'''
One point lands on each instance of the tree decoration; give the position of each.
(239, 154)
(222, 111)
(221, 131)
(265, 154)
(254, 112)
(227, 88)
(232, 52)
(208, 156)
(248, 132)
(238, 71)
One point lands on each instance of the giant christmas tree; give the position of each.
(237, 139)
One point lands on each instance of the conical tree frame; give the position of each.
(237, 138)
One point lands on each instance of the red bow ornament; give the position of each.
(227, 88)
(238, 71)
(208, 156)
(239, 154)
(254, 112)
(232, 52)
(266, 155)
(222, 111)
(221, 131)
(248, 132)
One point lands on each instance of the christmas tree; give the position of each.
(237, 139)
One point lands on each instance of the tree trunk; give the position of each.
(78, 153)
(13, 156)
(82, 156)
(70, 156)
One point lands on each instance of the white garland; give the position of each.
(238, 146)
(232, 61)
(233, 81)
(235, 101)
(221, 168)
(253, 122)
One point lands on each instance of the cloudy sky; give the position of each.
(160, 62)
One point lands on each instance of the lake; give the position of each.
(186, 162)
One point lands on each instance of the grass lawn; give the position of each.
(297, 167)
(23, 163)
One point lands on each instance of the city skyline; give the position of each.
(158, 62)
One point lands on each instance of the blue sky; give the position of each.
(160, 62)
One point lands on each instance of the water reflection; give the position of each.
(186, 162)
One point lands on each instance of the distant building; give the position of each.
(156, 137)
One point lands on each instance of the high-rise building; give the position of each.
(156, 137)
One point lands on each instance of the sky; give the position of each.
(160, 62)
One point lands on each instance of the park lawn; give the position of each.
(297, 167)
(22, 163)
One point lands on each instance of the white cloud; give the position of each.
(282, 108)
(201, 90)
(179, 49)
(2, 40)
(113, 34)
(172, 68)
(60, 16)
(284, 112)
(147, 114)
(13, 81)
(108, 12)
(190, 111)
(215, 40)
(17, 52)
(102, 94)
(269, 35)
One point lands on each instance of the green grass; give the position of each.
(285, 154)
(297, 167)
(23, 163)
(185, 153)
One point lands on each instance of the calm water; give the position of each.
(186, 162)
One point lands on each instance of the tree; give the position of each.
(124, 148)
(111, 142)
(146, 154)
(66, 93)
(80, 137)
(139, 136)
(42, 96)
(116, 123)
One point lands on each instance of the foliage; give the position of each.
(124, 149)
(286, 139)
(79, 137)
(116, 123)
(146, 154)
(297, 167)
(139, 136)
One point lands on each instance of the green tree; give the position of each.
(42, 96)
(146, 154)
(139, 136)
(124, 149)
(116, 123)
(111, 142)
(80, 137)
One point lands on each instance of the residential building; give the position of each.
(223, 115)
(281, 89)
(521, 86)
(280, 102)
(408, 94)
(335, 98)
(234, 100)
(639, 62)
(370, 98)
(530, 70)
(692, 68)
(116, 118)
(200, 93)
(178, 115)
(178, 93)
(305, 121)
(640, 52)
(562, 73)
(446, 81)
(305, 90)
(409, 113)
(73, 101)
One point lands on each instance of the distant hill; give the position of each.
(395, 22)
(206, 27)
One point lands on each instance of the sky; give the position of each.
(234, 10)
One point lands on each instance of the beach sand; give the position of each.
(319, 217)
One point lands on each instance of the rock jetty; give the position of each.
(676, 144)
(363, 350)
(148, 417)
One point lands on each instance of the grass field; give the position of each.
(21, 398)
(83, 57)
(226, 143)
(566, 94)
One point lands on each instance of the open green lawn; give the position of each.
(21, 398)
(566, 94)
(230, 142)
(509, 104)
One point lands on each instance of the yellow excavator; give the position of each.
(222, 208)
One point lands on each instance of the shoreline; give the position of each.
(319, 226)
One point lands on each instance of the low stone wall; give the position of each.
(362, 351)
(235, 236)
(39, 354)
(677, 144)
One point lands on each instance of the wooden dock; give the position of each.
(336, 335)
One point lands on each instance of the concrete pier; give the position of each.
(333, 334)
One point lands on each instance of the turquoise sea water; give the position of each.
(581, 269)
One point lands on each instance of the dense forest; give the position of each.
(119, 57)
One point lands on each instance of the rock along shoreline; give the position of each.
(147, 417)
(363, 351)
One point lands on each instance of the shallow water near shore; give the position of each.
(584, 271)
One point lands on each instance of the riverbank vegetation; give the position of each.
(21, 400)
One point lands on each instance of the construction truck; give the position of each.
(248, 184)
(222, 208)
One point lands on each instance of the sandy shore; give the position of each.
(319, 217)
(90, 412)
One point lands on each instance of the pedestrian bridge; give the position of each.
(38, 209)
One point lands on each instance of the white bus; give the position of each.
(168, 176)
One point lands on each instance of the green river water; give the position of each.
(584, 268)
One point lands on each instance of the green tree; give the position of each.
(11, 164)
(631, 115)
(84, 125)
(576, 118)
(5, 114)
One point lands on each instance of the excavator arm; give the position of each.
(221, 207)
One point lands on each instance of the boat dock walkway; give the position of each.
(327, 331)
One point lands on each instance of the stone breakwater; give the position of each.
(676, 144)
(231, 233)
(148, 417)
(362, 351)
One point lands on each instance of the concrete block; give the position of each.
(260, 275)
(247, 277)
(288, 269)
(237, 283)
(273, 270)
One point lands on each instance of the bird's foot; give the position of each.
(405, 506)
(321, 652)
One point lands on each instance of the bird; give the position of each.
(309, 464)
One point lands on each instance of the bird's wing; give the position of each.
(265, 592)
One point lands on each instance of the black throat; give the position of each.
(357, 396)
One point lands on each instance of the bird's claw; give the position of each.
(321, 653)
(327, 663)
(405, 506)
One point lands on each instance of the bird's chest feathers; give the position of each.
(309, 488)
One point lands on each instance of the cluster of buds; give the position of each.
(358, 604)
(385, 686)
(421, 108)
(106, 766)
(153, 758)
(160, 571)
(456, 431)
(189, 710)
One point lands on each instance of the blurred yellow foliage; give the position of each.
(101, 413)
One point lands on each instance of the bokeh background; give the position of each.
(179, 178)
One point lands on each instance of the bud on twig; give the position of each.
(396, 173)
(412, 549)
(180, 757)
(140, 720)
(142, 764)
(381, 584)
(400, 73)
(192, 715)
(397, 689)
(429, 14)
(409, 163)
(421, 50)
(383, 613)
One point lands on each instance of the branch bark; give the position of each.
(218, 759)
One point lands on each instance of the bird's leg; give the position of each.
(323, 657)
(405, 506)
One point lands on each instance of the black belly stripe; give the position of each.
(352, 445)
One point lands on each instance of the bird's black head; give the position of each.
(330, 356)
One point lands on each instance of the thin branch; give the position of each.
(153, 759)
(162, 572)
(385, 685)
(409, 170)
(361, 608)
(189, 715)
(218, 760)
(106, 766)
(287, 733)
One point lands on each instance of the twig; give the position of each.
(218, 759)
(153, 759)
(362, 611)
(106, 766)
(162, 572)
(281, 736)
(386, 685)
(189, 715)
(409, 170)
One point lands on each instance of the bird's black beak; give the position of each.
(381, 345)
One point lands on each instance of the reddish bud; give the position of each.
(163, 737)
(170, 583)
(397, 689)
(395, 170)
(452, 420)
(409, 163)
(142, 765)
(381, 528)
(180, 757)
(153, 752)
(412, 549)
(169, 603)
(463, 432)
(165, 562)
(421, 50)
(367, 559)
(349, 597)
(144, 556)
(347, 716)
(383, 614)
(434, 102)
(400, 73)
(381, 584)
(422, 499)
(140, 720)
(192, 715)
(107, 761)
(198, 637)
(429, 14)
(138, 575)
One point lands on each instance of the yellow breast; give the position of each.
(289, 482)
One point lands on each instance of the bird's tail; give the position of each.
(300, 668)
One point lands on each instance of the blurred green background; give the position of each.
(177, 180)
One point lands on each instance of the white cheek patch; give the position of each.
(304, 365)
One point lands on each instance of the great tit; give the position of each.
'''
Reproduce the complete set of lines precisely as supplied.

One point lands on each instance of the tree decoration; give the position of each.
(239, 154)
(222, 111)
(221, 131)
(265, 154)
(254, 112)
(227, 88)
(232, 52)
(208, 156)
(248, 132)
(238, 71)
One point lands on each instance of the giant christmas tree; give the position of each.
(237, 139)
One point lands on each instance of the conical tree frame; give the position of each.
(237, 138)
One point lands on each instance of the red bow ornament; give the position of each.
(227, 88)
(238, 71)
(208, 156)
(239, 154)
(254, 112)
(232, 52)
(266, 155)
(222, 111)
(221, 131)
(248, 132)
One point lands on each instance of the christmas tree; give the position of each.
(237, 139)
One point lands on each instance of the tree trunk; give the position of each.
(78, 153)
(13, 156)
(82, 156)
(70, 156)
One point lands on each instance of the white garland; give the position of each.
(238, 146)
(232, 61)
(233, 81)
(235, 101)
(221, 168)
(253, 122)
One point lands on each instance of the cloudy sky; give the position of each.
(160, 62)
One point lands on each instance of the lake; give the position of each.
(186, 162)
One point lands on each instance of the grass lawn; give the position of each.
(297, 167)
(23, 163)
One point lands on each instance of the city skyline; give the position of each.
(158, 62)
One point lands on each instance of the blue sky; give the position of each.
(160, 62)
One point lands on each instance of the water reflection; give the position of each.
(186, 162)
One point lands on each instance of the distant building; give the position of each.
(156, 137)
One point lands on each instance of the high-rise building; give the position of each.
(156, 137)
One point lands on each instance of the sky; give the position of each.
(160, 62)
One point lands on each instance of the park lawn; give the position of each.
(297, 167)
(22, 163)
One point lands on each instance of the white cloud; give the position of each.
(282, 108)
(201, 90)
(179, 49)
(2, 40)
(113, 34)
(172, 68)
(60, 16)
(284, 112)
(147, 114)
(13, 81)
(108, 12)
(190, 111)
(215, 40)
(17, 52)
(102, 94)
(269, 35)
One point lands on each instance of the green grass; give the position of each.
(285, 154)
(297, 167)
(23, 163)
(185, 153)
One point lands on each instance of the calm water; give the position of each.
(186, 162)
One point lands on each instance of the tree; give the position of each.
(124, 148)
(111, 142)
(146, 154)
(66, 93)
(80, 137)
(139, 136)
(42, 96)
(116, 123)
One point lands on each instance of the foliage; give the position of each.
(124, 149)
(286, 139)
(79, 137)
(116, 123)
(146, 154)
(297, 167)
(139, 136)
One point lands on each instance of the green tree; give the position of each.
(42, 96)
(146, 154)
(139, 136)
(124, 149)
(116, 123)
(111, 142)
(80, 137)
One point lands on each instance of the residential building; give the position of each.
(223, 115)
(281, 89)
(521, 86)
(280, 102)
(408, 94)
(335, 98)
(234, 100)
(639, 62)
(370, 98)
(530, 70)
(692, 68)
(116, 118)
(200, 93)
(178, 115)
(178, 93)
(305, 121)
(640, 52)
(562, 73)
(446, 81)
(305, 90)
(409, 113)
(73, 101)
One point lands on each instance of the distant hill; give the position of each.
(395, 22)
(206, 27)
One point lands on each instance of the sky; give the position of each.
(234, 10)
One point lands on each instance of the beach sand; give the position of each.
(319, 217)
One point lands on each instance of the rock jetty; give the position of each.
(676, 144)
(363, 350)
(148, 417)
One point lands on each instance of the grass field; give the position of each.
(21, 398)
(83, 57)
(226, 143)
(566, 94)
One point lands on each instance of the open green lawn; give the position of each.
(21, 398)
(566, 94)
(230, 142)
(509, 104)
One point lands on each instance of the yellow excavator; give the position of each.
(222, 208)
One point lands on each instance of the shoreline; give the position of each.
(319, 226)
One point lands on each instance of the low stone wall; give the position of each.
(362, 351)
(235, 236)
(39, 354)
(677, 144)
One point lands on each instance of the wooden dock; give the position of each.
(336, 335)
One point lands on each instance of the concrete pier; give the position of each.
(333, 334)
One point lands on each instance of the turquoise sea water; give the position of each.
(581, 269)
One point lands on each instance of the dense forest; give the position of each.
(119, 57)
One point lands on each instance of the rock along shoreline; give the position of each.
(147, 417)
(363, 351)
One point lands on each instance of the shallow water near shore; give the position of each.
(584, 271)
One point lands on each instance of the riverbank vegetation; give the position of each.
(21, 400)
One point lands on each instance of the construction truck; give the position of each.
(248, 184)
(222, 208)
One point lands on each instance of the sandy shore; give the position of each.
(319, 217)
(90, 412)
One point lands on each instance of the pedestrian bridge; give the position of each.
(38, 209)
One point lands on each instance of the white bus; give the position of each.
(168, 176)
One point lands on each instance of the green river water; give the position of each.
(584, 268)
One point lands on each instance of the green tree; give the position of each.
(11, 164)
(631, 115)
(84, 125)
(576, 118)
(5, 114)
One point lands on each instance of the excavator arm; give the position of each.
(221, 207)
One point lands on each instance of the boat dock walkway; give the position of each.
(327, 331)
One point lands on each instance of the stone breakwater; give the position of each.
(676, 144)
(231, 233)
(148, 417)
(362, 351)
One point lands on each instance of the concrete block; give the position of each.
(260, 275)
(247, 277)
(288, 269)
(237, 283)
(273, 270)
One point lands on each instance of the bird's foot; give the position of each.
(405, 506)
(321, 652)
One point lands on each instance of the bird; give the position of each.
(309, 464)
One point lands on each instance of the bird's wing; give the position of each.
(265, 592)
One point lands on each instance of the black throat; give the position of each.
(357, 396)
One point lands on each instance of the bird's claw; give the position of each.
(321, 653)
(327, 663)
(405, 506)
One point lands on each instance of the bird's chest feathers; give the position of each.
(309, 488)
One point lands on each instance of the cluster of buds; give the position of each.
(358, 604)
(385, 686)
(421, 108)
(106, 766)
(153, 758)
(160, 571)
(456, 431)
(189, 710)
One point lands on each instance of the blurred yellow foliage; give the position of each.
(101, 413)
One point lands on each instance of the bokeh background; give the position of each.
(179, 178)
One point lands on each instance of the bud on twig; give the position of each.
(396, 173)
(412, 549)
(180, 757)
(140, 720)
(142, 764)
(381, 584)
(400, 73)
(192, 715)
(397, 689)
(429, 14)
(409, 163)
(421, 50)
(383, 613)
One point lands on each instance of the branch bark; give the position of each.
(218, 759)
One point lands on each instance of the bird's leg; give the position of each.
(323, 657)
(405, 506)
One point lands on each instance of the black belly stripe; give the position of each.
(352, 445)
One point lands on each instance of the bird's black head; give the position of each.
(330, 356)
One point lands on each instance of the thin branch; give the position of each.
(153, 759)
(162, 572)
(385, 685)
(409, 170)
(361, 608)
(189, 715)
(218, 760)
(106, 766)
(287, 733)
One point lands on each instance of the twig; give the position of each.
(218, 759)
(153, 759)
(362, 611)
(106, 766)
(162, 572)
(281, 736)
(386, 685)
(189, 715)
(409, 170)
One point lands on each instance of the bird's black beak; give the position of each.
(381, 345)
One point lands on each instance of the reddish bud; give the position of each.
(163, 737)
(170, 583)
(397, 689)
(395, 170)
(452, 420)
(409, 163)
(142, 765)
(381, 528)
(180, 757)
(153, 752)
(412, 549)
(169, 603)
(463, 432)
(165, 562)
(421, 50)
(367, 559)
(349, 597)
(144, 556)
(347, 716)
(383, 614)
(434, 102)
(400, 73)
(381, 584)
(422, 499)
(140, 720)
(192, 715)
(107, 761)
(198, 637)
(429, 14)
(138, 575)
One point lands on each instance of the yellow breast; give the position of each.
(289, 482)
One point lands on each instance of the bird's tail; give the position of each.
(300, 668)
One point lands on each instance of the blurred green background; give the position of each.
(177, 180)
One point lands on each instance of the white cheek patch; give the position of each.
(304, 365)
One point lands on each instance of the great tit; give the position of each.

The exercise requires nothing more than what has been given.